- **Exercise**
Rewrite the data below as a numbered list with blank lines omitted. Include only the lines that begin with the line containing "For every instance of the mist" and continue through the line containing "[[254, 118], [418, 93]]".

[Named-object pointing records]
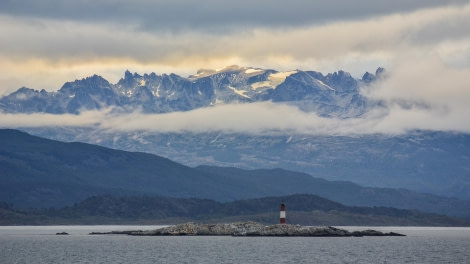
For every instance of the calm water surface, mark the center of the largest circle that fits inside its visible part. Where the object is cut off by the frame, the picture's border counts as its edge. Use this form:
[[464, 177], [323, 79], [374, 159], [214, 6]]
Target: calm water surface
[[40, 245]]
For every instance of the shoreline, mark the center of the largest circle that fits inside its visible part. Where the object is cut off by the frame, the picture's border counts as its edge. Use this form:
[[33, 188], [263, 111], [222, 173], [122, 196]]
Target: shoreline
[[249, 229]]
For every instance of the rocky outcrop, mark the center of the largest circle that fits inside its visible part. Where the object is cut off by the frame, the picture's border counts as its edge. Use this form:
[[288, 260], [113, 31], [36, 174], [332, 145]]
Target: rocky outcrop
[[252, 229]]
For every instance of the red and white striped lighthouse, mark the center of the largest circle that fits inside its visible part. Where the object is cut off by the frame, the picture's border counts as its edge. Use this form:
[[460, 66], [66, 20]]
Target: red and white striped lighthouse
[[283, 213]]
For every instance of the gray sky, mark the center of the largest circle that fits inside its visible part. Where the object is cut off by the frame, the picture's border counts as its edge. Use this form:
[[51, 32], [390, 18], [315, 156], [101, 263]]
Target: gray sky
[[424, 44]]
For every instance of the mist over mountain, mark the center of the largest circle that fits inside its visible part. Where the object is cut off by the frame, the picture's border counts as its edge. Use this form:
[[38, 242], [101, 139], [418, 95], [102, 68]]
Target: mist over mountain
[[334, 94], [330, 126]]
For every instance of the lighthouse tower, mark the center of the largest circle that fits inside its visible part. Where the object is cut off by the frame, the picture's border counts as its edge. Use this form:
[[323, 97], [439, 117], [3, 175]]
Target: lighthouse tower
[[283, 213]]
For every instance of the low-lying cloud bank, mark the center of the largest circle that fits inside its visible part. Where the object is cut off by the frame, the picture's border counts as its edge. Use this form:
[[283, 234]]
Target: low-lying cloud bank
[[254, 118], [418, 93]]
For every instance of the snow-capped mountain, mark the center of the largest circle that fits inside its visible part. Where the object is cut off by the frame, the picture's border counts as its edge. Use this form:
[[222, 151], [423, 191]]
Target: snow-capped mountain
[[334, 94], [423, 161]]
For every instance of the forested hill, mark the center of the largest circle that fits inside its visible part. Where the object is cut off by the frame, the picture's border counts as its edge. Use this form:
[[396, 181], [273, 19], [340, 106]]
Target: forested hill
[[301, 209]]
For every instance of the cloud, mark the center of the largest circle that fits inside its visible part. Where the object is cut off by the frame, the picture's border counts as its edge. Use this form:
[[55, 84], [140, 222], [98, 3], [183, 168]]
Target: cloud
[[254, 118], [44, 48], [212, 15], [424, 44]]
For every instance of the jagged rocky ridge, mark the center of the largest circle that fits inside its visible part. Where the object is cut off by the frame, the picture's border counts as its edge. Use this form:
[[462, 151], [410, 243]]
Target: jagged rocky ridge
[[334, 94], [250, 229]]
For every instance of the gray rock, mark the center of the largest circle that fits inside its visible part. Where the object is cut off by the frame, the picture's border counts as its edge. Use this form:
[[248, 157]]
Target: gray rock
[[255, 229]]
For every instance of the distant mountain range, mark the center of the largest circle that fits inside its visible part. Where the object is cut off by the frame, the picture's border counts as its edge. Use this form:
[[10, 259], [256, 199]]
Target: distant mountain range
[[42, 173], [302, 209], [422, 161], [335, 94]]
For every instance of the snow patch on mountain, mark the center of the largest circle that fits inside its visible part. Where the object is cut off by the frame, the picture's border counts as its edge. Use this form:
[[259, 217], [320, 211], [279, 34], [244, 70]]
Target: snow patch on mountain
[[274, 79], [239, 92]]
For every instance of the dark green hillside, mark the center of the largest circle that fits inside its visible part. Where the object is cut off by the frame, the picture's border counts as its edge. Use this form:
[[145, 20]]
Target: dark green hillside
[[37, 172], [41, 173], [301, 209]]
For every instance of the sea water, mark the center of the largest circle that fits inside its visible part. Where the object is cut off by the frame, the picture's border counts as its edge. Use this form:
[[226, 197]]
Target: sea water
[[40, 244]]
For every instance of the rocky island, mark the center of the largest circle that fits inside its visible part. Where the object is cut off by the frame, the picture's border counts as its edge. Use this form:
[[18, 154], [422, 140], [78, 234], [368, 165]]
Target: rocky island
[[250, 229]]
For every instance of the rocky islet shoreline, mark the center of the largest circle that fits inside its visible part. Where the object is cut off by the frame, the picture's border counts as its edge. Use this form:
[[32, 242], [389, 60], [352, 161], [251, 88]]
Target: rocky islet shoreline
[[250, 229]]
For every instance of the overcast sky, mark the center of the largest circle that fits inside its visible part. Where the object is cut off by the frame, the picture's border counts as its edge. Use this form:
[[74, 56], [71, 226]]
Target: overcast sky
[[424, 44]]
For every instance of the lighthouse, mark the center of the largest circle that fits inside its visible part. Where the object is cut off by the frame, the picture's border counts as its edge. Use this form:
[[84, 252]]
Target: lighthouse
[[283, 213]]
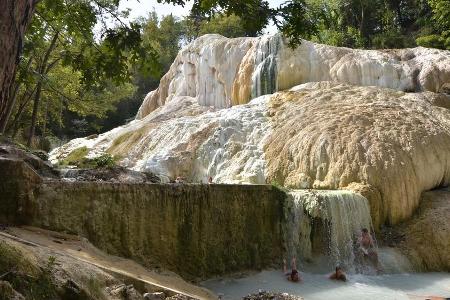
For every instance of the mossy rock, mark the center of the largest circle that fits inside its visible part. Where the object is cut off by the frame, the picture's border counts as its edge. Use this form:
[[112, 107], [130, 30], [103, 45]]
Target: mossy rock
[[14, 258], [75, 157]]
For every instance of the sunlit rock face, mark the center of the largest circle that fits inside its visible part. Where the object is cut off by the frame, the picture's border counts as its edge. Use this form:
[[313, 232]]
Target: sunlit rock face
[[332, 136], [222, 72], [217, 114]]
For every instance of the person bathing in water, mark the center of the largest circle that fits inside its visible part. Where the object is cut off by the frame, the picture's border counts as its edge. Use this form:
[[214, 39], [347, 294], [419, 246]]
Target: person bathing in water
[[338, 275], [294, 275], [367, 248]]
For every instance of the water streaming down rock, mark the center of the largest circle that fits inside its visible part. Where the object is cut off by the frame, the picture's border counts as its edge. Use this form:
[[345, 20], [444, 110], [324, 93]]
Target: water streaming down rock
[[325, 222], [264, 78]]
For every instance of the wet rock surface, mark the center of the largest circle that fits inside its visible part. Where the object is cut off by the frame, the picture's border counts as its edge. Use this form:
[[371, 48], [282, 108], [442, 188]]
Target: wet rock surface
[[109, 174], [425, 239], [263, 295]]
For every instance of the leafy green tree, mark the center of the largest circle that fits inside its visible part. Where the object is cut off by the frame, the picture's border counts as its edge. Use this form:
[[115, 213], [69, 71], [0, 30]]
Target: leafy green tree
[[439, 36]]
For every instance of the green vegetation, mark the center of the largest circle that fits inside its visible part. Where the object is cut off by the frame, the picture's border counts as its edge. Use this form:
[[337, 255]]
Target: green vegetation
[[78, 158], [25, 275], [75, 81]]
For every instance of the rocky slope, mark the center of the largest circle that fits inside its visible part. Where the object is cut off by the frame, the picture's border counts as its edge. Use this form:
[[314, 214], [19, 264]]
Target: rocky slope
[[426, 238], [40, 264], [357, 129]]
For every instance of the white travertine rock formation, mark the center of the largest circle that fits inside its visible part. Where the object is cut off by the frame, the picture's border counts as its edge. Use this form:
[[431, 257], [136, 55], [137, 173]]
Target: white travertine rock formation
[[388, 145], [356, 129], [222, 72]]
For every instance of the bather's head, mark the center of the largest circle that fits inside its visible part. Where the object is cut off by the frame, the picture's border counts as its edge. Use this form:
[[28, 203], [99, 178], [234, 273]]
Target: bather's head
[[294, 276]]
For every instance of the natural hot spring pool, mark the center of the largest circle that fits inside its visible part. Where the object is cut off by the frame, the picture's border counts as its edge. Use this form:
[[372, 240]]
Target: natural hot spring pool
[[318, 286]]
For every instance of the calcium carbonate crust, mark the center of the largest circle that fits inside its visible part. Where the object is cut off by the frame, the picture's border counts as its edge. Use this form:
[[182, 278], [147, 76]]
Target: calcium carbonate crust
[[357, 129]]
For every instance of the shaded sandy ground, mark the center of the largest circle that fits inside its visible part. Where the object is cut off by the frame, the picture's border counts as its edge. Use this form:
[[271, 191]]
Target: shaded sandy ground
[[74, 247]]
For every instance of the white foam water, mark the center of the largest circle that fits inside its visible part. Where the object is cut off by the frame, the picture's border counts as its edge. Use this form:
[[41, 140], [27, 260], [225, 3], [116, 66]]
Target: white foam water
[[319, 287], [341, 214]]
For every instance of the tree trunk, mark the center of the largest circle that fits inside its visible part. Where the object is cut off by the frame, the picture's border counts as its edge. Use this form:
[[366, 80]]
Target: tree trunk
[[37, 97], [15, 15]]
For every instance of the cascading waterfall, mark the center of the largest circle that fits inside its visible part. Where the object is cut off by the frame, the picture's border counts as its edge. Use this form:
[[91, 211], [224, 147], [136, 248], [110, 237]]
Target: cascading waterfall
[[264, 78], [333, 217]]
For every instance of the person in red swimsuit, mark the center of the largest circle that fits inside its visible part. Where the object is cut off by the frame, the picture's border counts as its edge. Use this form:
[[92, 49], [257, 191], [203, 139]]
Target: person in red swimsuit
[[294, 275]]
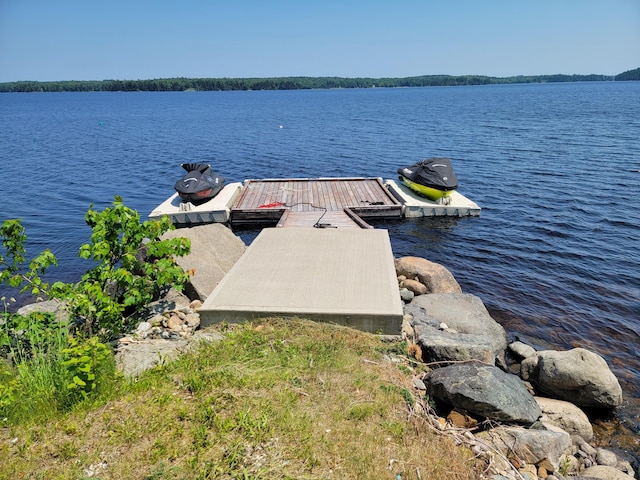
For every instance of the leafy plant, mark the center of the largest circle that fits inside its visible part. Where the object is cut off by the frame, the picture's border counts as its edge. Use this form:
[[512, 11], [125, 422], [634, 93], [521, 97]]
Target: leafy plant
[[133, 266], [14, 269], [84, 358]]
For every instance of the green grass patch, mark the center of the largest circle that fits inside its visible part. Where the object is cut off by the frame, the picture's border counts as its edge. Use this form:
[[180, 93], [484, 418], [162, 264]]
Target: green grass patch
[[274, 399]]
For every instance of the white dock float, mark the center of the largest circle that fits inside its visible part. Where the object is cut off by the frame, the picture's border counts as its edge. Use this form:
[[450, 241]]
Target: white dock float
[[216, 210], [414, 205], [343, 276]]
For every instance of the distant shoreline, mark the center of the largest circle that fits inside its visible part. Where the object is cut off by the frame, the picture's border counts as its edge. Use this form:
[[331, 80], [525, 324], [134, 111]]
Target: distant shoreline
[[293, 83]]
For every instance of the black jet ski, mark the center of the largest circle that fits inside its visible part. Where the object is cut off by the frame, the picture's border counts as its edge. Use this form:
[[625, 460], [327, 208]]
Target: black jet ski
[[199, 184], [433, 178]]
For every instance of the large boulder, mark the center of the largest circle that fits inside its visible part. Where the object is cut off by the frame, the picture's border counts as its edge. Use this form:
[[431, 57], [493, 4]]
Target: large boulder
[[214, 250], [528, 445], [577, 376], [483, 390], [456, 326], [601, 472], [435, 277], [566, 416]]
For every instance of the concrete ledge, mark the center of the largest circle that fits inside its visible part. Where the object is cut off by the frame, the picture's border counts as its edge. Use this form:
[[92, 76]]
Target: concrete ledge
[[342, 276]]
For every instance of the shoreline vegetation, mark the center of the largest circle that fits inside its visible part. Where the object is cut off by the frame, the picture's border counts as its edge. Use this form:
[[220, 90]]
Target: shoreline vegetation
[[180, 84]]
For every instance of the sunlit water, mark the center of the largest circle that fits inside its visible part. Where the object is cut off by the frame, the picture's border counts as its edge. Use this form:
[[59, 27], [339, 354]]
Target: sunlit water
[[555, 168]]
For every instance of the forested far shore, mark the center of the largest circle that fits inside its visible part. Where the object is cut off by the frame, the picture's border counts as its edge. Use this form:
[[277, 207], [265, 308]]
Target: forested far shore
[[292, 83]]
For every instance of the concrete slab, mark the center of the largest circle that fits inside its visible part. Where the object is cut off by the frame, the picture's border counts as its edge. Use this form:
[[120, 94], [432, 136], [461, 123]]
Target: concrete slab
[[343, 276], [414, 205], [216, 210]]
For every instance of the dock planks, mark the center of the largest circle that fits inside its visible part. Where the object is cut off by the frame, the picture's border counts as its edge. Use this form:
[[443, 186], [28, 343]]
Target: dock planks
[[305, 202]]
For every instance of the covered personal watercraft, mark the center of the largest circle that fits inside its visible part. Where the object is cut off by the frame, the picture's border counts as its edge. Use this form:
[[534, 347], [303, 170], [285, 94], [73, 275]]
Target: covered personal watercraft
[[433, 178], [199, 184]]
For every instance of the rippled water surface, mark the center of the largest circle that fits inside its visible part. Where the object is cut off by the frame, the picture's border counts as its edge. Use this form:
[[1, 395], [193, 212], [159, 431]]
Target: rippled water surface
[[555, 168]]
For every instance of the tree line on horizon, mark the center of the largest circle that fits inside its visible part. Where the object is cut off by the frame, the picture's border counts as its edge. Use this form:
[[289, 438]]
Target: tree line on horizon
[[294, 83]]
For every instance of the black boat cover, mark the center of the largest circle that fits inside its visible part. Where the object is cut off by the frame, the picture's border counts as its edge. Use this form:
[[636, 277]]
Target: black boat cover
[[432, 172], [199, 184]]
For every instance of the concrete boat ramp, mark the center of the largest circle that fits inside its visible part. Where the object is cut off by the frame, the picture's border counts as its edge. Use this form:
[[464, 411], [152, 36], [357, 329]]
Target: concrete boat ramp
[[317, 257], [343, 276]]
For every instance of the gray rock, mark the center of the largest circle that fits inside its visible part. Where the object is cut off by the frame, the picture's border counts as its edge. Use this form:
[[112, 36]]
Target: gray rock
[[521, 350], [435, 277], [602, 472], [135, 357], [483, 390], [414, 285], [566, 416], [214, 250], [606, 457], [577, 376], [47, 306], [530, 446], [477, 336], [406, 295]]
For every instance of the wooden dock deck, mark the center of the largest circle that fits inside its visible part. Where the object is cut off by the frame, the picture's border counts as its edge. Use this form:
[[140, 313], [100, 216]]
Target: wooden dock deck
[[319, 202]]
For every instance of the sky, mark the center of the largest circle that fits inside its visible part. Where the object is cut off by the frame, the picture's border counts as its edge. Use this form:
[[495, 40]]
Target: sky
[[49, 40]]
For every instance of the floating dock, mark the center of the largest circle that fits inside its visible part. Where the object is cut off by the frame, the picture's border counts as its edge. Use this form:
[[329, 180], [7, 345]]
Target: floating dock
[[343, 276], [320, 259], [313, 202], [216, 210]]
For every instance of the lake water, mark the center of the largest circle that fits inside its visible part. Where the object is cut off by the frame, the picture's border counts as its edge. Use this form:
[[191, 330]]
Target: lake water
[[555, 168]]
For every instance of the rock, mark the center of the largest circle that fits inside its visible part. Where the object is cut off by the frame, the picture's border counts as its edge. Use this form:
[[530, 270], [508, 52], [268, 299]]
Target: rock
[[153, 312], [192, 320], [483, 390], [601, 472], [606, 458], [530, 446], [214, 250], [433, 276], [406, 295], [414, 286], [577, 376], [47, 306], [174, 322], [461, 420], [521, 350], [477, 336], [143, 327], [135, 357], [566, 416]]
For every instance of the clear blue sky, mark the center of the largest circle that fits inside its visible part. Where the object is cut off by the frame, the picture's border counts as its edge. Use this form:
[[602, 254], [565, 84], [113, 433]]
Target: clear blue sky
[[143, 39]]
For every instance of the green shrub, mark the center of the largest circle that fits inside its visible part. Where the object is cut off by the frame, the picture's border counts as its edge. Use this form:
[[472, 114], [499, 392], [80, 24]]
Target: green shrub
[[133, 266]]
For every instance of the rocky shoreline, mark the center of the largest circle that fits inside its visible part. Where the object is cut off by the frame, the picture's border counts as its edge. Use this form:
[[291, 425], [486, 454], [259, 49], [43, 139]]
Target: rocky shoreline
[[520, 410]]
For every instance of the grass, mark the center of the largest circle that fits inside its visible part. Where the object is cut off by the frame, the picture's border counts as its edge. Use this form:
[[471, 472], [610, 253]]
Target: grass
[[275, 399]]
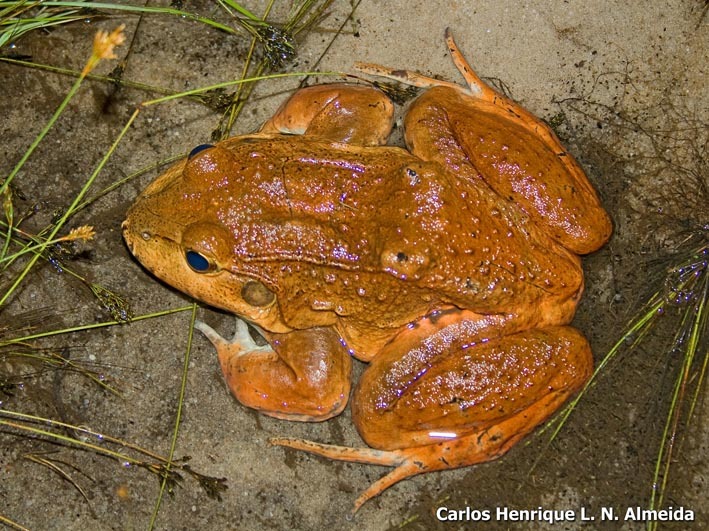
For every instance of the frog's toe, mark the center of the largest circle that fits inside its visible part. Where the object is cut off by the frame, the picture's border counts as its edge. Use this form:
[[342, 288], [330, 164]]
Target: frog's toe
[[404, 460], [240, 343]]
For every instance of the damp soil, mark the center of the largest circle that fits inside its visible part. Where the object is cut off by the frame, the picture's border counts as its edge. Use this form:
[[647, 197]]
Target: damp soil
[[625, 85]]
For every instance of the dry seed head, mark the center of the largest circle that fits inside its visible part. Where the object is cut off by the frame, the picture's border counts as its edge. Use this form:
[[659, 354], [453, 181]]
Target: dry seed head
[[104, 43], [85, 232]]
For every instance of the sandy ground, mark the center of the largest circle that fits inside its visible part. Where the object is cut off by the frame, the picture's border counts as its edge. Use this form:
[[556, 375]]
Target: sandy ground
[[616, 70]]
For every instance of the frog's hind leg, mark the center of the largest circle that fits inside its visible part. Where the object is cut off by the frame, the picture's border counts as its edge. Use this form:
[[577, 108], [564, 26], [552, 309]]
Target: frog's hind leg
[[440, 402], [476, 86], [478, 447]]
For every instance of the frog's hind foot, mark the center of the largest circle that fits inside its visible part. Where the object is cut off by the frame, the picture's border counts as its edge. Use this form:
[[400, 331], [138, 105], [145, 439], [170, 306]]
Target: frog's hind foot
[[476, 86], [404, 461]]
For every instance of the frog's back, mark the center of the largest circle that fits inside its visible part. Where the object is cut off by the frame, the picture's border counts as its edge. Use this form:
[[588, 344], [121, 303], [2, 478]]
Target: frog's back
[[367, 216]]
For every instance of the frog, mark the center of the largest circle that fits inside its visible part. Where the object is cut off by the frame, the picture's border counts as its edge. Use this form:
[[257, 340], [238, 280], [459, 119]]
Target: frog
[[451, 267]]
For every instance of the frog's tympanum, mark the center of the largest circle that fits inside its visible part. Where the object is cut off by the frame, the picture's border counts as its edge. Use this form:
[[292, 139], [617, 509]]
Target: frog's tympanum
[[451, 267]]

- **Correct answer**
1. For every instance of the mist over mountain, mark the center of the largest circle that fits inside its visible part. Where the object is cut off by the frame, the picture's border counts as its edge. Use this form:
2. [[38, 242], [101, 139], [418, 95], [102, 68]]
3. Target: mist over mountain
4. [[334, 94], [330, 126]]
5. For every instance of the lighthouse tower, mark the center of the largest circle that fits inside its visible part. Where the object is cut off by the frame, the picture's border counts as its edge. Use this form:
6. [[323, 97], [439, 117], [3, 175]]
7. Target: lighthouse tower
8. [[283, 213]]
9. For every instance of the low-lying cloud bank, mark the center of the largest circle that fits inside its visible part. Where the object is cut off by the frame, the picture's border counts as its edge. Use this form:
10. [[283, 234]]
11. Target: low-lying cloud bank
12. [[254, 118], [418, 93]]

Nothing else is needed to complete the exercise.